Nothing to See Here, by Kevin Wilson

The children at the center of this story are literally on fire—that is, they burst into actual flames when they are upset. Kevin Wilson, who lives in Sewanee, Tennessee, with his wife and two sons, delivers an inventive and hilarious storyline: a big-hearted look at anxiety and growing up, and bursting with surprises.

Eat Joy: Stories & Comfort Food from 31 Celebrated Writers, by Natalie Eve Garrett

In this collection of short essays and recipes, writers serve up stories about the dishes that have comforted them in times of growth and sorrow. Find Miami-based writer Edwidge Danticat’s tribute to rice simmered with coconut milk, which will always remind her of her late father and their beautiful, complicated family history in Haiti and South Florida.

····················

- **Problems to solve**:
1. Answer these from the book list:
(a) In what town does Kevin Wilson live?
(b) What happens to the children in Nothing to See Here when they are upset?
(c) Which dish does Edwidge Danticat honor in her essay?
2. Carry the book list forward by writing the next entry after the Eat Joy description.
The data that come after the book list are from a separate source.

- **Given material**:
····················

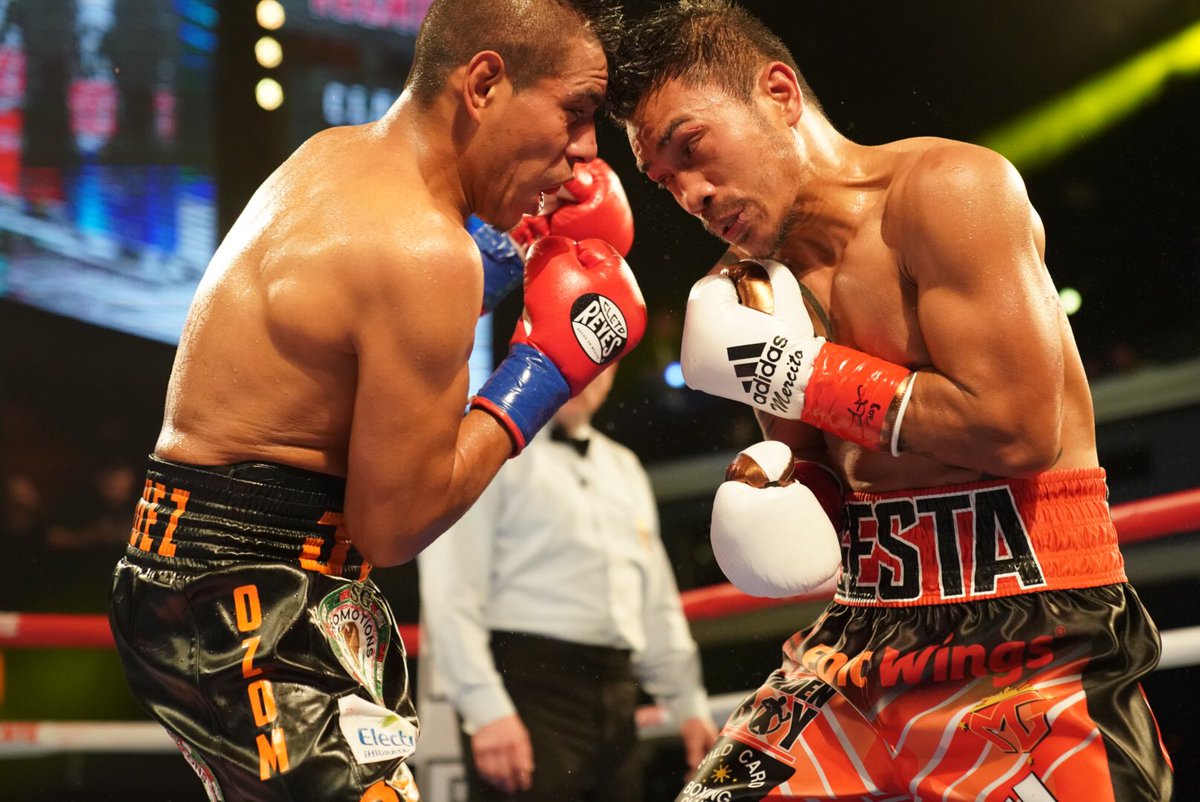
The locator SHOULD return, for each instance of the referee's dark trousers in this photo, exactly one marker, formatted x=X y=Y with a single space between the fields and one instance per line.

····················

- **Outputs for the tasks**:
1.
(a) Sewanee, Tennessee.
(b) They burst into actual flames.
(c) Rice simmered with coconut milk.

2.
Cooler weather brings a crop of new cookbooks from Sean Brock, Nathalie Dupree, and other leading Southern culinary lights. Find the full list here

Last Call: Bartenders on Their Final Drink and the Wisdom and Rituals of Closing Time, by Brad Thomas Parsons

The staff at the Jasper in Richmond, Virginia, take shots of sherry on Friday and Saturday nights. And at Kimball House in Atlanta, bartender Miles Macquarrie leads an end-of-the-night song on an antique toy xylophone. Last Call shares these and other traditions and habits of bar staffs in a fascinating present-day exploration of beverage culture across the country, especially at closing time.